▶ [Assigned task A] In the opinion piece on the Jiyo Parsi ad campaign, how is the campaign's funding described?
▶ [Assigned task B] Go on with the opinion piece on the Jiyo Parsi ad campaign from where it stops.

[Selected excerpt — start]

Provoking the Parsi to procreate: Why I am rooting for Sam Balsara’s ad campaign

Date

November 24, 2014

Post by

arZan

Category

Jiyo Parsi | Opinion

In the early 1970s, one of the oil majors – I forget which one – ran an outdoor campaign with a headline that screamed, “Save that drop of oil – or walk to your destination 20 years from now.”

Article By Anant Rangaswami | Firstpost

It’s over 50 years since I saw that message, and no one is walking anywhere and all of us are far from saving oil in any form. Now I’m older and wiser and know that obvious exaggeration is a potent tool in advertising and tend to be cynical on any ad that exaggerates.

So what does one do with this campaign by Jiyo Parsi, whether one is a Parsi or not? Are we close to a Parsi-less world, where our only connection to these wonderful people is history books, statues of their achievers, terrific recipes and street names? Oh, I forgot, well maintained pianos and vintage cars. That’s what the campaign suggests. Unless Parsis learn from the rabbit and procreate like crazy, they’re, well, history.

Do you take the campaign seriously or rejected it as hyperbole?

Before we answer the question, let’s take a look at the campaign itself. It’s completely a pro bono job (very Parsi, considering how philanthropic Parsis are in general), which causes the campaign to involve only those with big hearts. It’s a good campaign, but not a GREAT campaign.

It’s got Parsi genes, with generous doses of self-deprecating humour. It continues the Parsi tradition of being clean, neat and correct, with dollops of puns strewn around. And like all Parsis, it’s got a point of view. A strong one.

[Selected excerpt — finish]
[Data — start]

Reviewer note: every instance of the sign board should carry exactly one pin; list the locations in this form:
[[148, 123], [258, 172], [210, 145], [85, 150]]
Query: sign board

[Data — finish]

▶ [Task result A] It is completely a pro bono job.

▶ [Task result B]
It’s a campaign that only Parsis could have got away with creating. The knife digs deep – and it hurts. The lines acknowledges some of the issues that cause late marriages (and subsequent childlessness) that only Parsis can truly know, such as “Will your boyfriend ever be as successful as Ratan Tata? Who are you to judge, Nicole Kidman?” Are Parsi women as quality-conscious as to reject all men below a certain ‘standard’ – and is this one of the (surely many) causes for the decline of the population of the Parsis?

How bad are things? Even to a non-Parsi such as myself, visits to Doongerwadi to attend funerals are more frequent than the happy visits to an agiary to celebrate a Novjote or a marriage. Invitations to Parsi marriages are as rare as the vulture;’s visits to the Tower of Silence. Perhaps there is more truth in the campaign that one thought.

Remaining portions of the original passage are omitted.